■ **CHALLENGE 1**: Put every line of the segmentation dataset entries into a numbered list, skipping blank lines. Leave the pictures out of your answer.

■ **PAGE TEXT**:

------------------------------------------------

# Fluval Osaka 320 light



## Thanh (Jul 8, 2012)

I have a fluval Osaka 320 and the Aquarium size: 120cm long x 64cm high x 45cm wide, and I have 2 sets of Hagen light fixture which are Four 39watts T5HO, can anyone tell me if my lights are low or medium? my substrate ( fluval stratum) is "4" in the back and "3" in the front and I wonder if my lights can support heavy planted tank? All plants i've picked out are low to med light. Any help would be really appreciated.


----------



## AquaBarren (Nov 6, 2009)

I have a quad t5ho fixture on my 320 now. It's a 48" which runs 54w bulbs. Two bulbs running grows almost anything. All 4 would be high light. 

If you can run your fixture 2, or 4 bulbs at a time you can tune to fit your needs. I run two different banks of 2-bulbs at a time, never having all 4 on at once. if you can do that, you can have periods of overlap and really tune your intensity as you like. 4 t5 HO is a lot of light for a FW tank. So you have the power and flexibility that you need.

------------------------------------------------

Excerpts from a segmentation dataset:

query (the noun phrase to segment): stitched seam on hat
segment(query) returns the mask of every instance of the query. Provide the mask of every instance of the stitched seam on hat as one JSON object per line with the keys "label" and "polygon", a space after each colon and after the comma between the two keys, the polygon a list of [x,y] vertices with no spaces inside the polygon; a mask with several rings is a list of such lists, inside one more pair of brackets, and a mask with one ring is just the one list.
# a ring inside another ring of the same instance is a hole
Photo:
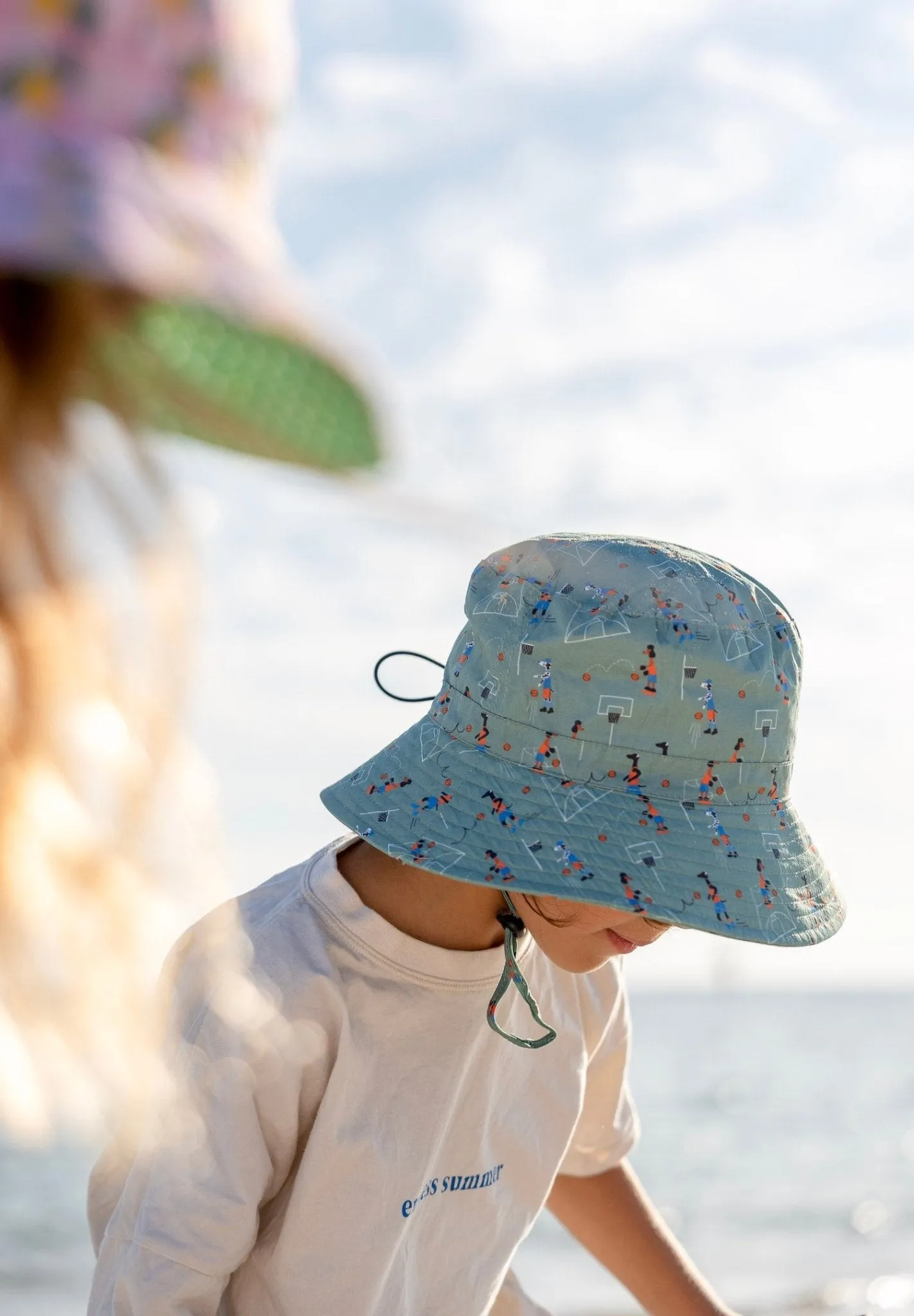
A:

------------------------------------------------

■ **CHALLENGE 2**: Write what comes next in the forum thread about lighting for the Fluval Osaka 320, starting after its final sentence.

■ **TASK RESULT 1**:
1. query (the noun phrase to segment): stitched seam on hat
2. segment(query) returns the mask of every instance of the query. Provide the mask of every instance of the stitched seam on hat as one JSON object per line with the keys "label" and "polygon", a space after each colon and after the comma between the two keys, the polygon a list of [x,y] vertices with no spaces inside the polygon; a mask with several rings is a list of such lists, inside one more pair of brackets, and a mask with one ring is just the one list.
3. # a ring inside another ring of the same instance is a hole
4. Photo:
5. A:

■ **TASK RESULT 2**:
----------



## Thanh (Jul 8, 2012)

Thanks for the reply, i just bought 4 T5HO bulbs for upgrade, 2x 54watts, 2x 39watts
They all different in K spectrum, these are the lights i bought, and should i have these 4 on all day(8hrs) or less? Are these combo bulbs good for my planted tank? Just ordered whole bunch of plants and this is gonna heavy planted tank. Any tips will big thank.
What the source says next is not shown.